Could you reproduce word for word everything from the line containing "the couch, which" down to the end of the records, and nothing else?

══ Given data ══

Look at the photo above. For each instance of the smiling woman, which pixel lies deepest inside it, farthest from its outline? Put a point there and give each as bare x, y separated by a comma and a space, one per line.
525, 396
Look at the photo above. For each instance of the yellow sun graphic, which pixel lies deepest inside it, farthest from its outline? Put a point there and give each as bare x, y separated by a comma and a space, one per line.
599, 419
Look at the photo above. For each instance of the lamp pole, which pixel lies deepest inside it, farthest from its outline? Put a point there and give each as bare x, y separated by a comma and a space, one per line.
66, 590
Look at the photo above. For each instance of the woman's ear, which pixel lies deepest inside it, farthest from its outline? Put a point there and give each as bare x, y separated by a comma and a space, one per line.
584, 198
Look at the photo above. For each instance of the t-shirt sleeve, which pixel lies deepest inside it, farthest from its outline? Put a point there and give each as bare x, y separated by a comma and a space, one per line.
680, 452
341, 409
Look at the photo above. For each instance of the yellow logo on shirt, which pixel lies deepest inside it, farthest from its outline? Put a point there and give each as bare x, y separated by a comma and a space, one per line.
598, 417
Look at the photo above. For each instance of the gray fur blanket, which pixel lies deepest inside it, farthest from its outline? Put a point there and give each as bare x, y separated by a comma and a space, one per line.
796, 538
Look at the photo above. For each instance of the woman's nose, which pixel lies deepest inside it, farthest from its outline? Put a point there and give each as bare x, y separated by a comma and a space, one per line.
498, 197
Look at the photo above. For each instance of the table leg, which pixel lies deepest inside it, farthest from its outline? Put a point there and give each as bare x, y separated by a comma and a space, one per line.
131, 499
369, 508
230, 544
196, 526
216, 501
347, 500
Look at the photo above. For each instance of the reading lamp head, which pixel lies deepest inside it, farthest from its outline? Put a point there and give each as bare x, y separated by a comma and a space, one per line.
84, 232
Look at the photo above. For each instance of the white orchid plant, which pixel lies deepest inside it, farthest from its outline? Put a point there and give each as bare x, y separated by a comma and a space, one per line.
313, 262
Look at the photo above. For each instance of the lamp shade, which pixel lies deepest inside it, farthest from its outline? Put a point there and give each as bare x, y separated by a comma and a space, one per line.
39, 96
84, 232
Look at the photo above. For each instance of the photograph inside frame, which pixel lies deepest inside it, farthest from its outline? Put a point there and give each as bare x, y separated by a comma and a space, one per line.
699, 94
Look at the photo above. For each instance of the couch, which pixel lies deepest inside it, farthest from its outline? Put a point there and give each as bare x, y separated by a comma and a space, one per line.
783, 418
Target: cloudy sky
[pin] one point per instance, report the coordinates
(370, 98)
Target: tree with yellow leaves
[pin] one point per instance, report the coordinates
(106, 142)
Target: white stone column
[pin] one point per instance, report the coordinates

═══

▶ **Written response**
Look at the photo above. For each instance of the couch, which pixel lies deepest inside it, farthest from its outline? Put a point there and give each as bare x, y separated by a comma and a space, one per line.
783, 418
Target: cloudy sky
[pin] one point per instance, report the coordinates
(370, 98)
Target: tree with yellow leaves
[pin] one point per instance, report the coordinates
(106, 142)
Target: white stone column
[pin] one point per instance, report the coordinates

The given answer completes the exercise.